## TÂCHES À RÉALISER
1. Pour chacune des affirmations (a), (b) et (c), indiquez par oui ou par non si elle concorde avec le passage sur le trouble de voisinage, et citez les mots décisifs du texte. (a) Les deux maisons de Monsieur et Madame X. étaient mises en location. (b) Les nuisances sonores se caractérisaient notamment par un bourdonnement permanent. (c) De l’amiante se trouvait sur la toiture de l’usine.
2. Recopiez le passage sur le trouble de voisinage de « Enfin, à l’instar » jusqu’à « de chez eux [2]. ».
━━━ PASSAGE CITÉ ━━━
Enfin, à l’instar du jugement de première instance commenté sur ce site, l’arrêt confirme qu’un trouble anormal de voisinage peut être caractérisé malgré un rapport d’expertise incomplet [1].

I. Présentation de l’affaire.

1) Les faits.

Monsieur et Madame X., propriétaires de deux maisons en Corse, dont une mise en location, se plaignaient de nuisances sonores et olfactives en provenance d’une usine de charcuterie située à proximité de chez eux [2].

Les demandeurs faisaient état d’importantes nuisances sonores provenant des évaporateurs de l’usine et du fonctionnement des moteurs de ses réfrigérateurs.

Ces nuisances se caractérisaient, notamment, par un bourdonnement permanent semblable à un essaim d’abeilles.

S’ajoutait à ces troubles l’existence de fumées et émanations odorantes qui s’échappaient de la salle de séchage de la charcuterie ainsi que la présence d’amiante sur la toiture de l’établissement litigieux.

La réalité et l’intensité de ces nuisances avaient été constatées par plusieurs attestations de témoins, plusieurs procès-verbaux de constat d’huissier, par un rapport de l’agence régionale de santé et par un rapport d’expertise judiciaire malgré les manœuvres déloyales des défendeurs tout au long de l’expertise dans le but d’empêcher la réalisation d’un rapport exhaustif.
━━━ DONNÉES FOURNIES ━━━
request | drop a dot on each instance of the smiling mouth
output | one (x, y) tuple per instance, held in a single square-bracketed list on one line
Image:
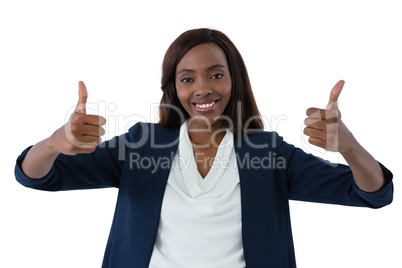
━━━
## RÉPONSES COMPLÈTES
1.
(a) Non : « dont une mise en location ».
(b) Oui : « un bourdonnement permanent semblable à un essaim d’abeilles ».
(c) Oui : « la présence d’amiante sur la toiture de l’établissement litigieux ».

2.
Enfin, à l’instar du jugement de première instance commenté sur ce site, l’arrêt confirme qu’un trouble anormal de voisinage peut être caractérisé malgré un rapport d’expertise incomplet [1].

I. Présentation de l’affaire.

1) Les faits.

Monsieur et Madame X., propriétaires de deux maisons en Corse, dont une mise en location, se plaignaient de nuisances sonores et olfactives en provenance d’une usine de charcuterie située à proximité de chez eux [2].